[START OF Excerpted text]
I would not advise you to connect your mercury lamp directly on the mains - if by some chance the arc ignites (due to any reasons) then it will be like putting a pair of scissors across the terminals of your plug. Always use the proper ballast when trying to drive a discharge lamp.
Lamp datasheets are available online, it's a matter of properly searching some manufacturer's websites.

Max

Well the part about connecting it directly was more speculation of what I think WOULD work. However, the LEAST resistance I used, was a 300watt incandescent bulb (more watts = less ohms). So at that resistance, it would provide some protection (although not nearly as much as a correct ballast), at least enough time to unplug it if an arc struck. But given the fact that 120V isn't enough to strike an arc, I wouldn't worry. But I used the high wattage (low resistance) incandescent bulb JUST in case something funny happened.
[END OF Excerpted text]
[START OF Data excerpt]
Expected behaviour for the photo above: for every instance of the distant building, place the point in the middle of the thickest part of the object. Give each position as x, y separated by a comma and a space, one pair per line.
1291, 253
[END OF Data excerpt]
Requests:
a) In the mercury lamp discussion, recast the paragraph beginning "Well the part about connecting it directly" as a short bulleted list that keeps its main facts.
b) Extend the mercury lamp discussion with a further reply that picks up after its final sentence.
The listing plays no part in this exercise.

Answers provided:
a)
- Connecting the lamp directly to the mains was only speculation about what might work.
- The lowest resistance used was a 300-watt incandescent bulb, since higher wattage means lower resistance.
- That bulb gave some protection. It was far less than a proper ballast but allowed time to unplug the lamp if an arc struck.
- Because 120 V is not enough to strike an arc, the writer saw little cause for worry.
- The high-wattage bulb was used only as a precaution in case something unexpected happened.

b)
And by the way, 120V AC is an RMS measurement, based on average power. The actual peak voltage of the AC sinewave is 170 Volts (10V below the 180V needed to start a 100W mercury lamp). However, that same experiment would NOT work safely with a 40/50 watt mercury bulb, because as was stated before, these have a starting voltage of 160V (170V peak voltage of the AC line is 10V higher than starting voltage, so it would ionize the gas along the whole length of the tube. So if I had a 40/50 watt mercury bulb and a 15watt fluorescent tube ballast, it SHOULD work at the mains voltage. I just couldn't though plug it in WITHOUT a ballast then.

Where though can I buy a 40/50 watt mercury bulb?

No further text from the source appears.